** Opening Data excerpts block **

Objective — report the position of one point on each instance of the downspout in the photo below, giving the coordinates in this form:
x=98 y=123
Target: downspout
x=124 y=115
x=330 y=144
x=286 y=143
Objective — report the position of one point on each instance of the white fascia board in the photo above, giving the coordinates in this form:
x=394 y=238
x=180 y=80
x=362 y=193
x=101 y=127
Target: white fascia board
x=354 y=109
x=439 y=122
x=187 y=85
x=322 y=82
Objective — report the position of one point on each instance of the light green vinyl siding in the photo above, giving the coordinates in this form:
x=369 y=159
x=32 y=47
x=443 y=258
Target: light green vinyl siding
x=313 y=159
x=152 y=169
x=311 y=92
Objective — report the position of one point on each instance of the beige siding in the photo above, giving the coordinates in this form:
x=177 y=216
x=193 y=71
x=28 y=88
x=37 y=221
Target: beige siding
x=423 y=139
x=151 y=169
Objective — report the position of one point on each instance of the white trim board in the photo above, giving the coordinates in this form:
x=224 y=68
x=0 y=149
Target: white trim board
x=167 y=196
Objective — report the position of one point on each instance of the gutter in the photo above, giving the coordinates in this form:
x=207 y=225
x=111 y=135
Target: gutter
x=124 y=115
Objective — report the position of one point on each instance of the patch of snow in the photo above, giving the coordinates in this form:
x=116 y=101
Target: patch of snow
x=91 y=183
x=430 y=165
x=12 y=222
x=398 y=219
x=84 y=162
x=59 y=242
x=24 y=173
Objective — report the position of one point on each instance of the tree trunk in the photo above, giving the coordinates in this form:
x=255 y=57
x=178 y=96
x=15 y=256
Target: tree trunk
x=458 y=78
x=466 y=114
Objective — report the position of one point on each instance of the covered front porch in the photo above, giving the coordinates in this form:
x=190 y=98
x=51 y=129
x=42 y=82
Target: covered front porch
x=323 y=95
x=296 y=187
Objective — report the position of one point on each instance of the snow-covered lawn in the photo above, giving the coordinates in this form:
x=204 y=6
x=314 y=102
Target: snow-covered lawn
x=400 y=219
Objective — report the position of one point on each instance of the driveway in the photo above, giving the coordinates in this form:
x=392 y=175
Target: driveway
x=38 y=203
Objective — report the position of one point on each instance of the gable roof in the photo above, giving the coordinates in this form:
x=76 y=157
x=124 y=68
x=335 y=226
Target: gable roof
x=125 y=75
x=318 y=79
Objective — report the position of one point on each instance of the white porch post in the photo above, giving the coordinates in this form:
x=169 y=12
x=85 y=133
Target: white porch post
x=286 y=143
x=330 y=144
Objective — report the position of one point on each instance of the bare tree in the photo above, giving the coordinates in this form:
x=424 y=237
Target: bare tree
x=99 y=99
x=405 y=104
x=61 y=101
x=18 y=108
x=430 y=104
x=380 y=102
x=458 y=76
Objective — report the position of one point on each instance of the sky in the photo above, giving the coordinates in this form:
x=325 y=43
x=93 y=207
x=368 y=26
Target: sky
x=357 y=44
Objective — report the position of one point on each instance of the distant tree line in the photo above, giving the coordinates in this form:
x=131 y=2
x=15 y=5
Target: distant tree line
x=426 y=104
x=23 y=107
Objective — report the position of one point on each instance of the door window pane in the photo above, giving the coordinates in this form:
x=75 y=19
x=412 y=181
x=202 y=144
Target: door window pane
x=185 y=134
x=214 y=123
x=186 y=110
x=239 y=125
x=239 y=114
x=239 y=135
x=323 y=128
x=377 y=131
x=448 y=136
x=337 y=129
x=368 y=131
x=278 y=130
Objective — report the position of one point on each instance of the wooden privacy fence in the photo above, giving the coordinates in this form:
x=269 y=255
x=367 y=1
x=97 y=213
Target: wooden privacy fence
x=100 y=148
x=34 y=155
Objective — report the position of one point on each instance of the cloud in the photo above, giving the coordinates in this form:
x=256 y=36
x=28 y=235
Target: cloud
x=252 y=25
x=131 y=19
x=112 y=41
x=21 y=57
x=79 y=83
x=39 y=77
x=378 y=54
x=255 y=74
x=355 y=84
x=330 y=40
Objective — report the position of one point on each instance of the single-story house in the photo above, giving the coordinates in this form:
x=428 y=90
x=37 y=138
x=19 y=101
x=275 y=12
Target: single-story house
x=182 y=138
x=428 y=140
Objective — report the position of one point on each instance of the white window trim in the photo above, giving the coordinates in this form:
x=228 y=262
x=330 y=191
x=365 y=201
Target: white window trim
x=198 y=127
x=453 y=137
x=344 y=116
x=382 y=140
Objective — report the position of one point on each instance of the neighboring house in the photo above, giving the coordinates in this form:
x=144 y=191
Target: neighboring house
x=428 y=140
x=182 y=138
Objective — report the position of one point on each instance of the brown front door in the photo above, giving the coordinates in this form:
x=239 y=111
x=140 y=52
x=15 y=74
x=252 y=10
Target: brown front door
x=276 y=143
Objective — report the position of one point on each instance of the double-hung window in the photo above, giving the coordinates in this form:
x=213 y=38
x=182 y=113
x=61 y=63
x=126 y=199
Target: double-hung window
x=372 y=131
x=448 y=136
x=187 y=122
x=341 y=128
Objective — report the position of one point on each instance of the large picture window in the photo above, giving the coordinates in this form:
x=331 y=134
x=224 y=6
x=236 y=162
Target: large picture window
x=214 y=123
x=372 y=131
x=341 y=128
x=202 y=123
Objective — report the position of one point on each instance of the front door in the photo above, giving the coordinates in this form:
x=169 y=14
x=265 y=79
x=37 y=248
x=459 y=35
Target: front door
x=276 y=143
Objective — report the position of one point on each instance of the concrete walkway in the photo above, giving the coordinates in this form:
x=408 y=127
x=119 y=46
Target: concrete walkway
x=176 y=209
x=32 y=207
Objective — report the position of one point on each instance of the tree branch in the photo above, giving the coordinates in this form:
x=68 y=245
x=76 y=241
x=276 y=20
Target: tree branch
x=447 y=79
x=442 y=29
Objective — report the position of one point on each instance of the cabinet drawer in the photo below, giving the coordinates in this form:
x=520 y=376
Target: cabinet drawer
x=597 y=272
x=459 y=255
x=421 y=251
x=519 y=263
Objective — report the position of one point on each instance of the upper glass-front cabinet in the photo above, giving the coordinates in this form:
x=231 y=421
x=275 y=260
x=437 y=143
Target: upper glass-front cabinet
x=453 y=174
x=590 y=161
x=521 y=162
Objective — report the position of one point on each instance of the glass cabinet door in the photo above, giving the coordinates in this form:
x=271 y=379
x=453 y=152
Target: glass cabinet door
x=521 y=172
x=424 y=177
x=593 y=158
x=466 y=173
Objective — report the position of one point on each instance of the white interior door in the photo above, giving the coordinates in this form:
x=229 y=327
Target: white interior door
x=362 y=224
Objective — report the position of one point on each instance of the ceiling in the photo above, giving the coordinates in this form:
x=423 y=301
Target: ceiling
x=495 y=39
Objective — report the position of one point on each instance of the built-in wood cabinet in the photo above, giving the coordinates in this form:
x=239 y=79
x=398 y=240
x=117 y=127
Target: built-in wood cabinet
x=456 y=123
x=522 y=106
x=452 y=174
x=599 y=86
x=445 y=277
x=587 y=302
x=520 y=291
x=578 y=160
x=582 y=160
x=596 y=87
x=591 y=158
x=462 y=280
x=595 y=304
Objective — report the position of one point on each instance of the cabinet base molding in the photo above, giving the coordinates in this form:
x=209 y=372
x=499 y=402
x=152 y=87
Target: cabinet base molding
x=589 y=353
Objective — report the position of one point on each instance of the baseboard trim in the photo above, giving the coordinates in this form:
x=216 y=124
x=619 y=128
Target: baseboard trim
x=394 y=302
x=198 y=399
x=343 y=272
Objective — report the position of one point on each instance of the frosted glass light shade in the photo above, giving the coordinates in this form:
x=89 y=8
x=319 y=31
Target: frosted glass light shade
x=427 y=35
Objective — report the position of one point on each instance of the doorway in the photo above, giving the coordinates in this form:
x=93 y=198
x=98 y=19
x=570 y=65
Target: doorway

** Closing Data excerpts block **

**Assigned task:**
Scan the data above and copy every line with "below" in it.

**Written answer:**
Objective — report the position of one point on each instance of the downspout in the photo below, giving the coordinates in this form:
Objective — report the position of one point on each instance of the cabinet drawer in the photo below, giving the coordinates in this form:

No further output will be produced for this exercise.